Referring expression data:
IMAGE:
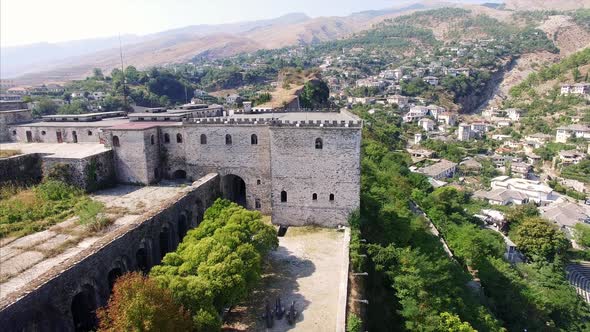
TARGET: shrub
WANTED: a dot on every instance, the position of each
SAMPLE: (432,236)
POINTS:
(354,324)
(91,214)
(138,304)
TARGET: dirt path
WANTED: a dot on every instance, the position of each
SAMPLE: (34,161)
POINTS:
(306,268)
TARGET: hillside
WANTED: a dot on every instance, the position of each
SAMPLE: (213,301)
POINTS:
(546,4)
(212,41)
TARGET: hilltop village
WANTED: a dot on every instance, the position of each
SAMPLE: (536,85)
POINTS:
(430,173)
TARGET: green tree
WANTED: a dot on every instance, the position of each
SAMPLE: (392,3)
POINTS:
(582,234)
(452,323)
(138,304)
(217,263)
(539,240)
(315,94)
(97,74)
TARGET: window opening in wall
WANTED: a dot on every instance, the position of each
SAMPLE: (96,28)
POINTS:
(319,144)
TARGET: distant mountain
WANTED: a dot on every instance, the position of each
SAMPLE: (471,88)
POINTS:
(74,60)
(546,4)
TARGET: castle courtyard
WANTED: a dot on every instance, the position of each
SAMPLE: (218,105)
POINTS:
(309,267)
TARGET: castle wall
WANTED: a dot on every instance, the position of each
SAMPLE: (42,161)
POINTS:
(90,173)
(301,170)
(137,160)
(12,117)
(48,305)
(241,158)
(22,169)
(48,134)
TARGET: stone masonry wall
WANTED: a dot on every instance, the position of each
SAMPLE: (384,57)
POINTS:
(22,169)
(136,159)
(47,306)
(11,117)
(301,170)
(90,173)
(251,162)
(48,134)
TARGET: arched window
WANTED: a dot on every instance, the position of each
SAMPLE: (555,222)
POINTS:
(319,144)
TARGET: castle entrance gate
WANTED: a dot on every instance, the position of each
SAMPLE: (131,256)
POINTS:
(233,188)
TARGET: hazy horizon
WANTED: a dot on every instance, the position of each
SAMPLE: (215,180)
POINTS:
(69,20)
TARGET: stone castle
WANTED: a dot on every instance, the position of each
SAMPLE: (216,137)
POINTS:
(302,167)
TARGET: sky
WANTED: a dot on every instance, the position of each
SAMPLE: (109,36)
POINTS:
(32,21)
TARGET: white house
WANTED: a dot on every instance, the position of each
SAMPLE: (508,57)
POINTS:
(415,113)
(442,169)
(426,124)
(432,80)
(534,190)
(575,130)
(464,132)
(513,114)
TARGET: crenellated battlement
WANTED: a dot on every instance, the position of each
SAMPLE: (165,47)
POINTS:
(275,122)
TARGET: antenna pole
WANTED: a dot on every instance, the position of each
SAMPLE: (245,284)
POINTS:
(123,72)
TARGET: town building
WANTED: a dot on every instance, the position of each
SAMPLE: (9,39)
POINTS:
(574,131)
(535,191)
(440,170)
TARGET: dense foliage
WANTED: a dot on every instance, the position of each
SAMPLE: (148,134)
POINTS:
(138,304)
(409,263)
(218,263)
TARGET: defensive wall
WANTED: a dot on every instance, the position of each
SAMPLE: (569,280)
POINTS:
(65,297)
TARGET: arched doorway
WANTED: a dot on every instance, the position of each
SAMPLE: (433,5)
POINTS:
(113,275)
(83,309)
(179,174)
(164,242)
(233,188)
(142,260)
(182,227)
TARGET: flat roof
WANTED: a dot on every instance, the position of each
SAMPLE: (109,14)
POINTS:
(57,150)
(297,116)
(108,122)
(140,125)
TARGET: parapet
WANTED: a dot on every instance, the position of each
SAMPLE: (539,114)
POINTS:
(275,122)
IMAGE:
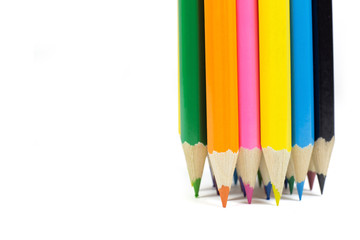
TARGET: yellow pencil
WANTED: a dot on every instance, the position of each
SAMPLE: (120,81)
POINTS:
(275,89)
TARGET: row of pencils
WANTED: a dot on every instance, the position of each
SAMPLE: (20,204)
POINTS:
(256,91)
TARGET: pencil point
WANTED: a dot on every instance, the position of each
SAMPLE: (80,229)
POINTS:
(300,188)
(311,178)
(291,182)
(321,179)
(268,190)
(235,177)
(242,186)
(196,185)
(260,178)
(249,192)
(224,194)
(277,195)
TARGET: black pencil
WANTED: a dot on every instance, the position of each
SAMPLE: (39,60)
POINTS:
(323,87)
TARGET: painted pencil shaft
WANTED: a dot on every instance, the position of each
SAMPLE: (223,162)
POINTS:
(192,87)
(248,83)
(221,91)
(275,89)
(302,88)
(323,87)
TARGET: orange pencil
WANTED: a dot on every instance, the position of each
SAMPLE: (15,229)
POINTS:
(222,91)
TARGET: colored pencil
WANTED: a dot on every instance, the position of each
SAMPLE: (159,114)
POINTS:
(323,87)
(302,89)
(222,91)
(290,175)
(248,83)
(213,177)
(275,89)
(235,177)
(192,88)
(265,177)
(259,177)
(311,174)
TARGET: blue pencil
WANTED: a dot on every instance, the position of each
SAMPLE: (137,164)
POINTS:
(302,88)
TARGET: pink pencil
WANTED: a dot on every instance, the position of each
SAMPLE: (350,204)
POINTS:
(248,77)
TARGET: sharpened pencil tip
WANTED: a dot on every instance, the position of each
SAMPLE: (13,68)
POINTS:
(196,185)
(249,192)
(235,177)
(242,186)
(311,178)
(277,195)
(321,179)
(224,194)
(268,190)
(300,188)
(260,178)
(291,182)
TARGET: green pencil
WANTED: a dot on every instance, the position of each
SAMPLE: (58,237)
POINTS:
(192,87)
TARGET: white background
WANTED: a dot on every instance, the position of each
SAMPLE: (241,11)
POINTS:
(89,145)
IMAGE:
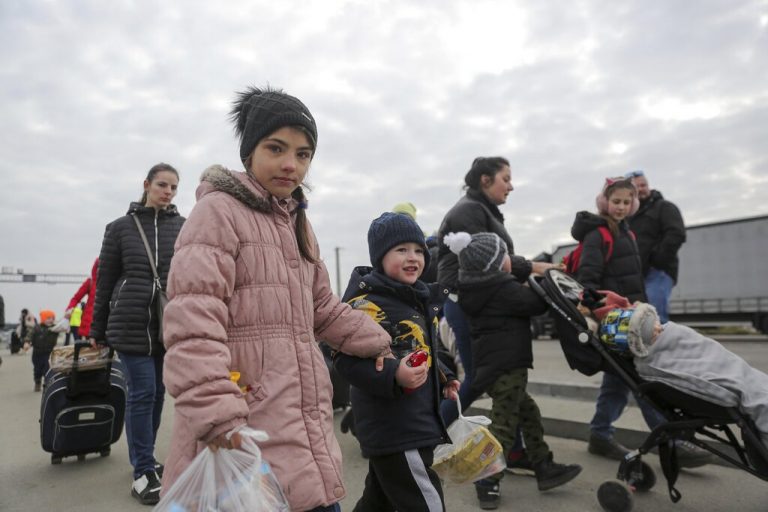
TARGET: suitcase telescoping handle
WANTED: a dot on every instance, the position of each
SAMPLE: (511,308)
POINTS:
(73,389)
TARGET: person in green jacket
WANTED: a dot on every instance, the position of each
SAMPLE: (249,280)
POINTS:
(75,318)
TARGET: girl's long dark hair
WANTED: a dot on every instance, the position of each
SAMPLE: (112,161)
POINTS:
(151,176)
(306,246)
(483,166)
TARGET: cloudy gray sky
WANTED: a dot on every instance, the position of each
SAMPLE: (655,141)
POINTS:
(405,94)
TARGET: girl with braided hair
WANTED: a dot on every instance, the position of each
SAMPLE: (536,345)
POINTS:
(251,296)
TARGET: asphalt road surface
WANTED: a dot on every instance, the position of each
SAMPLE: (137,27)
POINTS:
(29,483)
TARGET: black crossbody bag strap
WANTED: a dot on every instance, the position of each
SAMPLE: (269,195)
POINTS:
(149,252)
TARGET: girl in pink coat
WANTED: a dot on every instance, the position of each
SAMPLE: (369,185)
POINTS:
(250,294)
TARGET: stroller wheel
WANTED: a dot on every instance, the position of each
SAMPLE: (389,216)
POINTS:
(614,496)
(644,481)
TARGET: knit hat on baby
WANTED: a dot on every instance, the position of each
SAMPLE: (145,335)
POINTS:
(406,208)
(481,251)
(391,229)
(629,332)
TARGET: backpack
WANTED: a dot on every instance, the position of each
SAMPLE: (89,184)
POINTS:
(573,258)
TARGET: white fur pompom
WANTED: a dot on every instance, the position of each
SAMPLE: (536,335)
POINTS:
(457,242)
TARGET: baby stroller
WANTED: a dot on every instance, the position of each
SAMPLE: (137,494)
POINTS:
(688,418)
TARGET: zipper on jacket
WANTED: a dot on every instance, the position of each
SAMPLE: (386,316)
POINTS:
(152,298)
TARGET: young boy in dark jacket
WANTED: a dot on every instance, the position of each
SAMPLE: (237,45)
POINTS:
(499,308)
(42,340)
(396,411)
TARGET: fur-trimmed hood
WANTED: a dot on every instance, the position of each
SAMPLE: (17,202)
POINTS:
(239,185)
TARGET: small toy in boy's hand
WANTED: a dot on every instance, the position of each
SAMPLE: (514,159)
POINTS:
(416,358)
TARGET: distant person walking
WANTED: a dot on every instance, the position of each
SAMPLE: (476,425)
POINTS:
(75,319)
(42,339)
(87,288)
(660,232)
(124,315)
(26,322)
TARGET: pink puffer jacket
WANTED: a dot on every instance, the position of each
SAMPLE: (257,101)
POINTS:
(243,299)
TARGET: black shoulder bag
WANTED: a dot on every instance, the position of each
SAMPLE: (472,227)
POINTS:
(162,298)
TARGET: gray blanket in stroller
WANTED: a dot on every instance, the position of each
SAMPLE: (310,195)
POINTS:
(684,359)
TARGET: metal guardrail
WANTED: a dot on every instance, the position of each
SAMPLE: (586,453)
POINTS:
(43,278)
(731,305)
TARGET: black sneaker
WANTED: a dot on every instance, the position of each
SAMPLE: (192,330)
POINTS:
(146,488)
(550,474)
(691,456)
(488,494)
(606,447)
(159,468)
(522,465)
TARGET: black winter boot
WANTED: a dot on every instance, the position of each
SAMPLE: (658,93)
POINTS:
(550,474)
(488,495)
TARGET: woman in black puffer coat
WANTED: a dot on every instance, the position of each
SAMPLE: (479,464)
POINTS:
(124,315)
(617,269)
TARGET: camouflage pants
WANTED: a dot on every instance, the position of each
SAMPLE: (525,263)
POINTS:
(513,406)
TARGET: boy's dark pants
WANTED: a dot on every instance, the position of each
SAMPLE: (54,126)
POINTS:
(513,406)
(40,363)
(403,481)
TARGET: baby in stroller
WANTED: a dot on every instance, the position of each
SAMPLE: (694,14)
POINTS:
(678,356)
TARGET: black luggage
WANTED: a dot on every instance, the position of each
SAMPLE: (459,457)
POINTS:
(16,342)
(82,410)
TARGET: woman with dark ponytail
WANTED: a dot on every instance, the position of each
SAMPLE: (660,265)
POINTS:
(125,315)
(249,297)
(487,183)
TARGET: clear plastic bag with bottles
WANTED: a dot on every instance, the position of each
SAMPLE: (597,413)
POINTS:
(227,481)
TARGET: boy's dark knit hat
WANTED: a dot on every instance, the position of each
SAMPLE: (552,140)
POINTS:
(260,112)
(391,229)
(481,251)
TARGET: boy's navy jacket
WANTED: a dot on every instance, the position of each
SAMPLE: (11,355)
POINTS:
(388,420)
(499,308)
(622,273)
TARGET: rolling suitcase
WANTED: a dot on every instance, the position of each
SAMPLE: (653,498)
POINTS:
(82,411)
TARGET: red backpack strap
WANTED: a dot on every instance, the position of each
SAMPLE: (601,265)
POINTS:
(605,233)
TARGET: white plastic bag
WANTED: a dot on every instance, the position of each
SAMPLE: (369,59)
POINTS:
(227,481)
(474,454)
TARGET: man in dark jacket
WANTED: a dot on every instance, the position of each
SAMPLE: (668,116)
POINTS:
(660,233)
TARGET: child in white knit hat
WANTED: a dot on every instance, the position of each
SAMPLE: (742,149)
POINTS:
(498,308)
(682,358)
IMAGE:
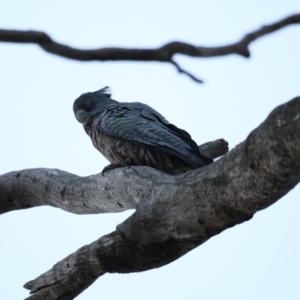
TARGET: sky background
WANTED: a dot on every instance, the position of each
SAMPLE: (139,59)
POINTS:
(259,259)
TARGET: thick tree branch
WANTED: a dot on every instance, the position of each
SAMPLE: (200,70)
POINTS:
(178,213)
(164,53)
(79,195)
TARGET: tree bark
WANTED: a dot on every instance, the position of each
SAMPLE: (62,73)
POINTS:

## EXERCISE BRIEF
From the opening line of the entries above to the line that holds "SAMPLE: (508,57)", inclusive, reproduce each line exactly and omit any picture.

## REPLY TO THE EXERCISE
IMAGE:
TARGET: shrub
WANTED: a dot on every instance, the position of each
SAMPLE: (432,236)
POINTS:
(354,324)
(91,214)
(138,304)
TARGET: dirt path
WANTED: a dot on every instance, the position of each
SAMPLE: (34,161)
POINTS:
(306,268)
TARGET: hillside
WANTED: a dot on every instance, the position of each
SAMPLE: (213,301)
POINTS:
(546,4)
(212,41)
TARGET: hilltop village
WANTED: a dot on every instance, the position of each
SAMPLE: (536,85)
POINTS:
(430,173)
TARGET: green tree
WANTED: a dot on every instance, the position of each
SAMPLE: (392,3)
POINTS:
(582,234)
(452,323)
(138,304)
(217,263)
(539,240)
(315,94)
(97,74)
TARGET: window opening in wall
WANTED: a dot on every instance, the position of each
SAMPLE: (96,28)
POINTS:
(319,144)
TARGET: distant mountain
WANTED: a dot on every instance, the position of each
SAMPLE: (471,88)
POINTS:
(74,60)
(546,4)
TARGET: castle courtyard
WANTED: a dot on every instance, the position of each
SAMPLE: (218,105)
POINTS:
(309,267)
TARGET: castle wall
WANTED: a dot on every instance, the position of each
SAMPLE: (42,161)
POINTS:
(90,173)
(301,170)
(137,160)
(12,117)
(48,305)
(241,158)
(22,169)
(48,134)
TARGET: stone masonry wall
WANTED: a dot on every instance, the position of each
SAMPLE: (384,57)
POINTS:
(22,169)
(136,159)
(47,306)
(11,117)
(301,170)
(90,173)
(251,162)
(48,134)
TARGET: arched window
WANTED: a dot on every instance, the position of each
SAMPLE: (555,222)
POINTS:
(319,144)
TARGET: castle entrance gate
WANTED: a dot on every instance, the position of each
SAMPLE: (131,256)
POINTS:
(233,188)
TARGET: hazy horizon
WANTED: a dot on every instance, the position of each
SAMPLE: (215,180)
POINTS:
(69,20)
TARGET: stone castle
WANTED: a dot on every instance, the position of each
SAMPLE: (216,137)
POINTS:
(302,167)
TARGET: sky
WANTED: a dot on every instance, the position of each
SAMPLE: (109,36)
POINTS:
(32,21)
TARGET: white house
WANTED: a dot on every instance, the position of each
SAMPLE: (508,57)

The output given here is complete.